**Text for analysis**
R v Vatanitawake
[2020] ACTSC 304
•13 November 2020
SUPREME COURT OF THE AUSTRALIAN CAPITAL TERRITORY
Case Title: | R v Vatanitawake |
Citation: | [2020] ACTSC 304 |
Hearing Date: | 11 November 2020 |
DecisionDate: | 13 November 2020 |
Before: | Murrell CJ |
Decision: | The offender is sentenced to two years and six months’ imprisonment, with a nonparole period of 15 months’ imprisonment. |
Catchwords: | CRIMINAL LAW – JURISDICTION, PRACTICE AND PROCEDURE – Judgment and Punishment – Sentence – Sexual intercourse without consent in company |
Legislation Cited: | Crimes (Sentencing) Act 2005 (ACT) s 33 Crimes Act 1900 (ACT) s 54(2) |
Cases Cited: | R v Vunilagi; R v Vatanitawake; R v Masivesi; R v Macanawai (No 2) [2020] ACTSC 274 R v Vunilagi [2020] ACTSC 303 |
Parties: | The Queen (Crown) Isimeli Ilimeleki Natuwawa Vatanitawake (Offender) |
Representation: | Counsel S Jerome (Crown) J Sabharwal (Offender) |
| Solicitors ACT Director of Public Prosecutions (Crown) Sharman Robertson (Offender) | |
File Number(s): | SCC 25 of 2020 |
MURRELL CJ:
Introduction
On 9 October 2020, I delivered judgment in the judge alone trial of Vatanitawake and three alleged co-offenders, Vunilagi, Masivesi and Macanawai: R v Vunilagi; R v Vatanitawake; R v Masivesi; R v Macanawai (No 2) [2020] ACTSC 274 (Vunilagi (No 2)).

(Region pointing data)

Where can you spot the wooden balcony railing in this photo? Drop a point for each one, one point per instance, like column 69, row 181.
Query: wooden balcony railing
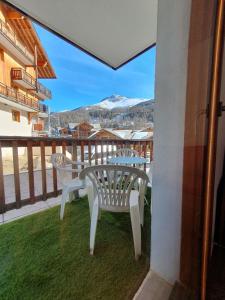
column 15, row 96
column 11, row 36
column 38, row 180
column 20, row 74
column 38, row 127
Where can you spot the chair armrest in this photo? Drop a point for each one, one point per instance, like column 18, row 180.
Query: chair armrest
column 69, row 170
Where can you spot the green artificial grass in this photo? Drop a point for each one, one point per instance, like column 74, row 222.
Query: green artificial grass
column 42, row 257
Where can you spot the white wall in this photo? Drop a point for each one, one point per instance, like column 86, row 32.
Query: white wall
column 10, row 127
column 170, row 90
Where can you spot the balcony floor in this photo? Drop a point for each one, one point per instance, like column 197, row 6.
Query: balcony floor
column 45, row 258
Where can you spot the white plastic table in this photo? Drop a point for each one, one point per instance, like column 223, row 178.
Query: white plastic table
column 126, row 160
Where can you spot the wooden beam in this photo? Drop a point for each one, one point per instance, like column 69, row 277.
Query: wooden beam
column 14, row 15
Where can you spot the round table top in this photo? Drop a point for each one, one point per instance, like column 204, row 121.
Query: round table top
column 126, row 160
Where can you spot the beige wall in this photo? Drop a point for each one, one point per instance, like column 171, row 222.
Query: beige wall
column 170, row 91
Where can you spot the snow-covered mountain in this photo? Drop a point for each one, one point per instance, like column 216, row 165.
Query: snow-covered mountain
column 117, row 101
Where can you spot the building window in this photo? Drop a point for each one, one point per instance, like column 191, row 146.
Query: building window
column 16, row 115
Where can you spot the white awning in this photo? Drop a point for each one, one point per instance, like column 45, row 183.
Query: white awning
column 113, row 31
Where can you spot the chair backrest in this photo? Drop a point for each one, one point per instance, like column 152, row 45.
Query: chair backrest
column 113, row 184
column 126, row 152
column 59, row 160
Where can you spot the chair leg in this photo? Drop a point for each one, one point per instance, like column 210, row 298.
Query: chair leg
column 63, row 203
column 142, row 213
column 136, row 229
column 94, row 221
column 90, row 194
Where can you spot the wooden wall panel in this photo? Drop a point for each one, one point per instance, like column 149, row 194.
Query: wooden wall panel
column 198, row 84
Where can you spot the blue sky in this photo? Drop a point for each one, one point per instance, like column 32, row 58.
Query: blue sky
column 82, row 80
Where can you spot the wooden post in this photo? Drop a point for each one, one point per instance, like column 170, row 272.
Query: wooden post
column 2, row 189
column 30, row 171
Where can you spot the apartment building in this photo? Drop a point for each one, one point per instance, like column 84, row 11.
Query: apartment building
column 23, row 61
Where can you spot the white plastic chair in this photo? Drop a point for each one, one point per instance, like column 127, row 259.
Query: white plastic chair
column 65, row 168
column 114, row 191
column 126, row 152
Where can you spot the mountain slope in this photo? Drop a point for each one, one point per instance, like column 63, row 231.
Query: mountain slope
column 114, row 111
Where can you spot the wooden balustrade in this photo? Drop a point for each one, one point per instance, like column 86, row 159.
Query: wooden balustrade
column 40, row 178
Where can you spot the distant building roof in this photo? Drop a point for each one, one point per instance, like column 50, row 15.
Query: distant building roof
column 141, row 135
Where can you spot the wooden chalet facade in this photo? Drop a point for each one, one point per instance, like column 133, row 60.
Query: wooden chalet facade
column 82, row 130
column 23, row 61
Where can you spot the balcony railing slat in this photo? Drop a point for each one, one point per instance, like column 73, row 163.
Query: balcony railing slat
column 16, row 174
column 43, row 170
column 74, row 157
column 102, row 153
column 30, row 170
column 82, row 152
column 96, row 152
column 2, row 187
column 54, row 173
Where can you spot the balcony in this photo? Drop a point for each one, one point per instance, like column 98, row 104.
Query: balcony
column 16, row 99
column 38, row 127
column 25, row 80
column 9, row 41
column 58, row 250
column 39, row 149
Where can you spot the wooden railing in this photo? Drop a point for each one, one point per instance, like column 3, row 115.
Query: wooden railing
column 12, row 37
column 21, row 74
column 41, row 179
column 21, row 98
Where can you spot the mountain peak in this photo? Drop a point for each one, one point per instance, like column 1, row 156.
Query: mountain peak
column 117, row 101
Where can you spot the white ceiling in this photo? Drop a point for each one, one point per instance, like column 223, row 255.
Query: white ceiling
column 113, row 31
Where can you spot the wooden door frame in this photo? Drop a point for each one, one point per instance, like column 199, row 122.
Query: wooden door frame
column 199, row 143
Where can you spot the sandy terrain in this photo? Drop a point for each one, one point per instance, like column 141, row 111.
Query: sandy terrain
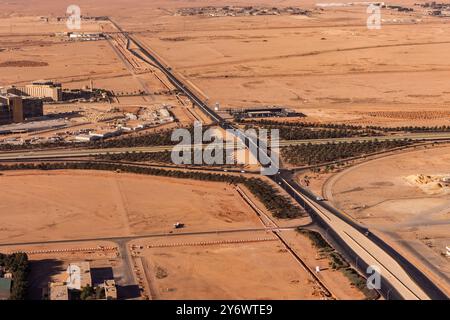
column 416, row 217
column 259, row 270
column 65, row 205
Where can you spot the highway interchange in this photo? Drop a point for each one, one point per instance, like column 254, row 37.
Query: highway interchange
column 401, row 279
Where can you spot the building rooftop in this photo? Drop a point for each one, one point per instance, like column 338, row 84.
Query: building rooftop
column 58, row 291
column 5, row 288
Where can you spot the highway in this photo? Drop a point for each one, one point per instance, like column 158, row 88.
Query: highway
column 401, row 278
column 66, row 153
column 409, row 285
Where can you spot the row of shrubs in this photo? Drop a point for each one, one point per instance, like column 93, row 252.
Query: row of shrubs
column 311, row 154
column 266, row 123
column 279, row 205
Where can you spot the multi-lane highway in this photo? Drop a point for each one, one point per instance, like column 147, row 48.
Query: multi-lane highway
column 65, row 153
column 399, row 277
column 408, row 284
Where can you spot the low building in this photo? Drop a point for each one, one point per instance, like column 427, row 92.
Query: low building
column 39, row 89
column 32, row 107
column 5, row 288
column 265, row 113
column 79, row 275
column 11, row 108
column 110, row 290
column 58, row 291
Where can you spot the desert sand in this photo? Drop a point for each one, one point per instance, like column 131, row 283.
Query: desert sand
column 79, row 205
column 391, row 195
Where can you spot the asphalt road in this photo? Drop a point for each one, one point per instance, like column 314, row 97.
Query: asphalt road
column 64, row 153
column 408, row 282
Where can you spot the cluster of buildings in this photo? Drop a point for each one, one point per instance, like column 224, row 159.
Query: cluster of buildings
column 5, row 284
column 18, row 103
column 132, row 122
column 79, row 277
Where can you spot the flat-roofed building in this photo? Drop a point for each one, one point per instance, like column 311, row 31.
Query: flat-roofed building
column 79, row 275
column 58, row 291
column 39, row 89
column 5, row 288
column 32, row 107
column 11, row 108
column 110, row 290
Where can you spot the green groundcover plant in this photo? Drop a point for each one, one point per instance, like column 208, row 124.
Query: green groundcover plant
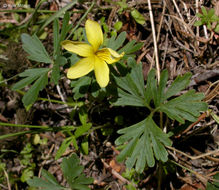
column 121, row 83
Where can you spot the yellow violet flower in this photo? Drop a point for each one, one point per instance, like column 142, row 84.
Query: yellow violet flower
column 93, row 58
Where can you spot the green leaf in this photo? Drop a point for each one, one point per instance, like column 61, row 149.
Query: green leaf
column 65, row 144
column 145, row 140
column 180, row 83
column 34, row 72
column 83, row 115
column 139, row 18
column 32, row 94
column 24, row 82
column 49, row 177
column 185, row 107
column 82, row 130
column 49, row 183
column 35, row 49
column 72, row 172
column 80, row 86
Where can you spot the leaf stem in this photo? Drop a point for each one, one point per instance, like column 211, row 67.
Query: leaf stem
column 82, row 18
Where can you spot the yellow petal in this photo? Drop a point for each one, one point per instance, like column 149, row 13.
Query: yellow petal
column 80, row 48
column 101, row 72
column 109, row 55
column 81, row 68
column 94, row 34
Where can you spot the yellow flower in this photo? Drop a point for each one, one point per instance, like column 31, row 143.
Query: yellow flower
column 93, row 58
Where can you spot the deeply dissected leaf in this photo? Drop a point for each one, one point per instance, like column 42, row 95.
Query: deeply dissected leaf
column 185, row 107
column 145, row 140
column 33, row 46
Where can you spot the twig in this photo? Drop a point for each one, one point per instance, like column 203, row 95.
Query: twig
column 178, row 11
column 161, row 21
column 47, row 156
column 202, row 178
column 82, row 18
column 155, row 41
column 62, row 98
column 116, row 174
column 197, row 28
column 194, row 157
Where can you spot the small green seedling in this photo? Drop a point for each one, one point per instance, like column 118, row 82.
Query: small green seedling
column 207, row 18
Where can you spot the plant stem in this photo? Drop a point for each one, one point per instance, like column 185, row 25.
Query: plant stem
column 82, row 18
column 32, row 10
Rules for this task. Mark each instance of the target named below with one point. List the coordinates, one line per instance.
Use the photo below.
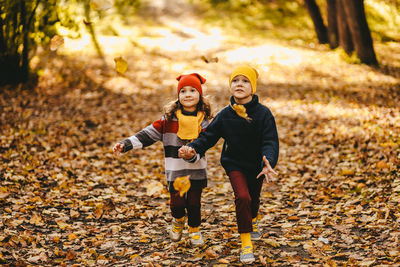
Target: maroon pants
(247, 191)
(190, 203)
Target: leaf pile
(66, 200)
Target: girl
(183, 120)
(250, 151)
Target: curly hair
(203, 105)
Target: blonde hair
(203, 105)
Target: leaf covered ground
(66, 200)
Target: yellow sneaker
(256, 234)
(196, 239)
(175, 230)
(246, 255)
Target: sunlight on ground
(156, 54)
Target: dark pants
(190, 203)
(247, 191)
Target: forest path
(65, 199)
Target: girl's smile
(241, 89)
(189, 97)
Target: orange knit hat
(194, 79)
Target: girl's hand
(267, 171)
(186, 152)
(117, 149)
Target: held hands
(186, 152)
(267, 171)
(117, 149)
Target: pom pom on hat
(248, 71)
(194, 79)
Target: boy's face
(241, 89)
(189, 97)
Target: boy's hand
(267, 171)
(186, 152)
(117, 149)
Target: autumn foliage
(66, 200)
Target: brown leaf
(56, 42)
(211, 254)
(182, 184)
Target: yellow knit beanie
(248, 71)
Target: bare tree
(345, 40)
(316, 17)
(332, 23)
(360, 32)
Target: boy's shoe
(256, 234)
(246, 255)
(196, 239)
(175, 231)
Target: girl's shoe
(175, 231)
(196, 239)
(256, 234)
(246, 255)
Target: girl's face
(189, 97)
(241, 89)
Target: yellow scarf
(241, 111)
(189, 126)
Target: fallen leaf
(182, 184)
(101, 5)
(56, 42)
(121, 65)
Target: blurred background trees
(349, 25)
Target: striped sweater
(166, 131)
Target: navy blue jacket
(246, 142)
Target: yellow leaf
(36, 220)
(74, 213)
(293, 218)
(120, 65)
(272, 243)
(348, 172)
(62, 225)
(56, 42)
(182, 184)
(100, 5)
(98, 212)
(382, 165)
(72, 236)
(154, 188)
(211, 60)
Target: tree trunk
(316, 17)
(332, 23)
(91, 29)
(24, 73)
(345, 40)
(360, 33)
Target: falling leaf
(36, 219)
(211, 60)
(211, 254)
(72, 236)
(272, 243)
(56, 42)
(182, 184)
(101, 5)
(382, 165)
(74, 213)
(71, 255)
(120, 65)
(87, 23)
(154, 189)
(62, 225)
(98, 212)
(348, 172)
(293, 218)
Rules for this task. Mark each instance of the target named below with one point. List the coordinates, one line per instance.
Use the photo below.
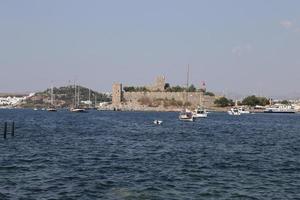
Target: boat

**Brief**
List each distinct calendar date in the R v Vatanitawake judgment, and state what the judgment says happened on it.

**Exercise response**
- 13 November 2020: the decision date.
- 11 November 2020: the hearing date.
- 9 October 2020: judgment was delivered in the judge-alone trial of Vatanitawake and three alleged co-offenders, Vunilagi, Masivesi and Macanawai.